• _SUPPLIED PASSAGE_:
--- BEGIN ---

You are viewing a plain text version of this content. The canonical link for it is here.
Posted to modperl@perl.apache.org by Alvar Freude <af...@assoziations-blaster.de> on 2000/07/19 03:20:25 UTC

Filtering HTML files with mod_proxy and mod_perl

Hi,

I want to create a service which filters HTML files like this: 
http://www.a-blast.org/web-blast.html ==> 
http://www.a-blast.org/web-blast.plx?url=http://www.nsa.gov/programs/employ/


But it should go through a proxy, you don't need to access another site
and all filtering works transparent in background, within the proxy.


So my idea was to make this with mod_proxy and mod_perl, but I did not
found any documentation to do this.

The user should enter a proxy in his Browser config, e.g.
superproxy2000.here.org:7777, and after this he can surf through the web
and gets filtered files.

Is this possible with mod_perl and md_proxy?


And if yes: where I can find documentation for this?

Or has somebody code snippets? ;)


Thanx and Ciao

  Alvar


-- 
Alvar C.H. Freude  |  alvar.freude@merz-akademie.de

    Demo: http://www.online-demonstration.org/   | Mach mit!
Blast-DE: http://www.assoziations-blaster.de/    | Blast-Dich-Fit
Blast-EN: http://www.a-blast.org/                | Blast/english

Re: Filtering HTML files with mod_proxy and mod_perl

Posted by Alvar Freude <al...@merz-akademie.de>.
Hi,

> This is what mod_proxy does on its own, no mod_perl needed.

including filtering?

 
> If you wanted to do it in "pure" mod_perl (no mod_proxy), write a
> TransHandler similar to the ones listed in chapter 7 of the Eagle book,
> pp 368 - 381 (pp 372 - 373, for example, is an anonymoizing proxy, and
> pp 374 - 381 is an ad-blocking proxy). This chapter is available on the
> web in its entirety at http://www.modperl.com/book/chapters/ch7.html.
> 
> Pretty simple, all in all.

yes, I think this is ECAXTLY this what I an searching for!

thanks!


Ciao
  Alvar

-- 
Alvar C.H. Freude  |  alvar.freude@merz-akademie.de

    Demo: http://www.online-demonstration.org/  |  Mach mit!
Blast-DE: http://www.assoziations-blaster.de/   |  Blast-Dich-Fit
Blast-EN: http://www.a-blast.org/               |  Blast/english

Re: Filtering HTML files with mod_proxy and mod_perl

Posted by darren chamberlain <da...@boston.com>.
Alvar Freude (af_lists@assoziations-blaster.de) said something to this effect:
> Hi,
> 
> I want to create a service which filters HTML files like this: 
> http://www.a-blast.org/web-blast.html ==> 
> http://www.a-blast.org/web-blast.plx?url=http://www.nsa.gov/programs/employ/
>
> The user should enter a proxy in his Browser config, e.g.
> superproxy2000.here.org:7777, and after this he can surf through the web
> and gets filtered files.
> 
> Is this possible with mod_perl and md_proxy?

This is what mod_proxy does on its own, no mod_perl needed.

--- END ---

• _WRITTEN INSTRUCTION_:
Print the mod_proxy thread word for word, starting at "So my idea was" and ending at "code snippets? ;)". The material after this thread is unrelated to it.

• _SUPPLIED RECORDS_:
--- BEGIN ---

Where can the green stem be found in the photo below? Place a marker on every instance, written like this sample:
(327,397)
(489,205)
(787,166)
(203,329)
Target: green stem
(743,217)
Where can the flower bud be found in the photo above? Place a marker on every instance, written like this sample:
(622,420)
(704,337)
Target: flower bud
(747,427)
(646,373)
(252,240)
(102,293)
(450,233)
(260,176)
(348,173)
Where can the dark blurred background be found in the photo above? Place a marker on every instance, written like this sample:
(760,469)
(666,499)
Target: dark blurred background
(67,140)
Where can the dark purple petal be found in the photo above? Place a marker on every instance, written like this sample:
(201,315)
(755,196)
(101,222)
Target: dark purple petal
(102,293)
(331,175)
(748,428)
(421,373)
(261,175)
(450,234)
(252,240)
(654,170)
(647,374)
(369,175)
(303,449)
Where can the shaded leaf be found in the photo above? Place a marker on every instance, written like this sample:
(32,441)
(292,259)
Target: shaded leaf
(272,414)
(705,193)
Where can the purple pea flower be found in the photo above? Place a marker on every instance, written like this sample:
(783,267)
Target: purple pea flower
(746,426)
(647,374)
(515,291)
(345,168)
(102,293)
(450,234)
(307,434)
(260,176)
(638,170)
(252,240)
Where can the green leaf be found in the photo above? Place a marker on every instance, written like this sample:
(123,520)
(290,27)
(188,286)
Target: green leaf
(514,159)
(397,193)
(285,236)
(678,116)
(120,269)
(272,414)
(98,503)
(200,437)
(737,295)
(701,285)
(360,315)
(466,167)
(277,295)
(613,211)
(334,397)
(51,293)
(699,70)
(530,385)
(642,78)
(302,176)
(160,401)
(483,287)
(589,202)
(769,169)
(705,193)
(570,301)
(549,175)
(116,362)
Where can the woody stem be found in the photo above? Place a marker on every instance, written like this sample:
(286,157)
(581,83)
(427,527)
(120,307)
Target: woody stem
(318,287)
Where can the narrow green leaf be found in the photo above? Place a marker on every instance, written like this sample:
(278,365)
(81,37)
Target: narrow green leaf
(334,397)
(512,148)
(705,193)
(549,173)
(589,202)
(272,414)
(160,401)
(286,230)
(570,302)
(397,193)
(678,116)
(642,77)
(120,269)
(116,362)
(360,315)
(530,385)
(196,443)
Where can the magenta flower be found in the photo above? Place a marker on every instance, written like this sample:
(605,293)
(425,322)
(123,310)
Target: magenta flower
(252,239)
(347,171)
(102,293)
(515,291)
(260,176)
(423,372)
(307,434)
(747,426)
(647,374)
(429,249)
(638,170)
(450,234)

--- END ---

• _WRITTEN ANSWER_:
So my idea was to make this with mod_proxy and mod_perl, but I did not
found any documentation to do this.

The user should enter a proxy in his Browser config, e.g.
superproxy2000.here.org:7777, and after this he can surf through the web
and gets filtered files.

Is this possible with mod_perl and md_proxy?


And if yes: where I can find documentation for this?

Or has somebody code snippets? ;)